*** Opening of Source extract ***

How does Kansas cultivation compare to UK techniques?

PHIL KENDALL
When you go to Kansas, you expect to see horizon-to-horizon wheat, sorghum and soya beans. What you don’t expect is sheep. However, Phil Kendall and his brother Kevin ran a 300-head sheep flock until just two years ago, when they got fed up with having to feed the flock all year round.
In other ways, their farm is what you’d expect to see in one of the Great Plains states. The business, near the town of Lindsborg, was started 100 years ago by the brothers’ great grandfather, who came to the US from Sweden. Phil and Kevin’s father Dan is officially retired, but is still involved with the farm
There are 1,200ha (3,000 acres) of land – some of it flat, but some gently undulating. The soils are mainly clays on the higher ground and loams lower down and annual rainfall averages a surprisingly damp at 810mm (32in) a year. However, rain is unpredictable and rainstorms that dump 125mm (5in) at a time are not unusual.

*** Close of Source extract ***

Task requirements → Retype the Kansas farm text word for word, between "In other ways, their" and "are not unusual.", inclusive. The lines that come next have nothing to do with the Kansas farm text.

*** Opening of The data ***

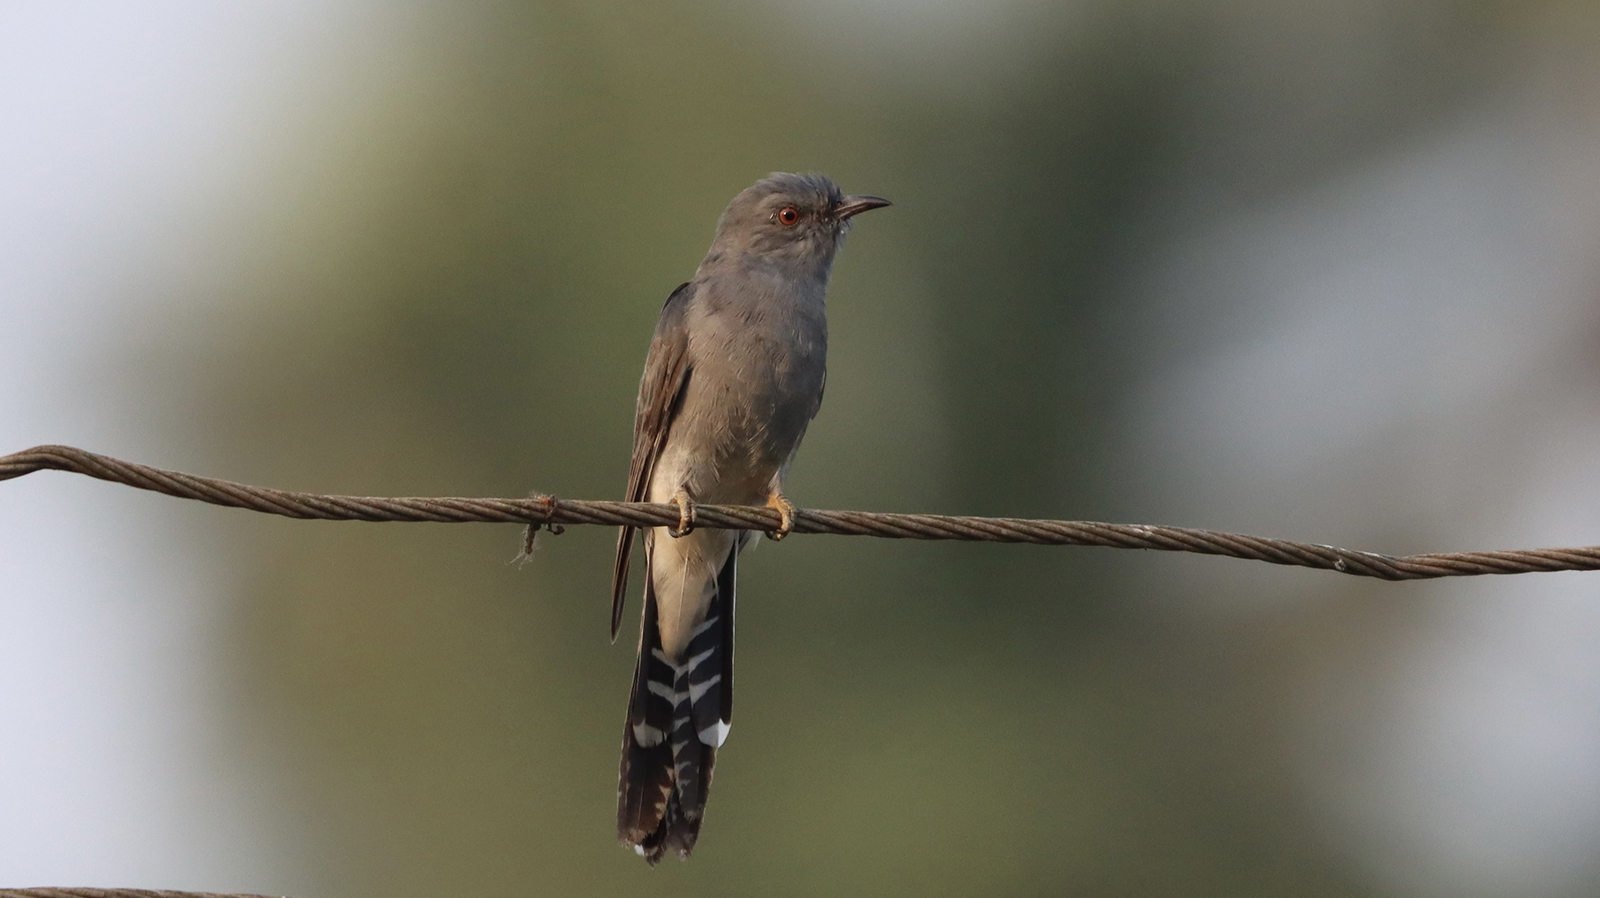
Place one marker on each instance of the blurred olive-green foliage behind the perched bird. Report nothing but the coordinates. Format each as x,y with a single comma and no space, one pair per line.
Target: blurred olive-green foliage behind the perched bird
454,297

*** Close of The data ***

Reply →
In other ways, their farm is what you’d expect to see in one of the Great Plains states. The business, near the town of Lindsborg, was started 100 years ago by the brothers’ great grandfather, who came to the US from Sweden. Phil and Kevin’s father Dan is officially retired, but is still involved with the farm
There are 1,200ha (3,000 acres) of land – some of it flat, but some gently undulating. The soils are mainly clays on the higher ground and loams lower down and annual rainfall averages a surprisingly damp at 810mm (32in) a year. However, rain is unpredictable and rainstorms that dump 125mm (5in) at a time are not unusual.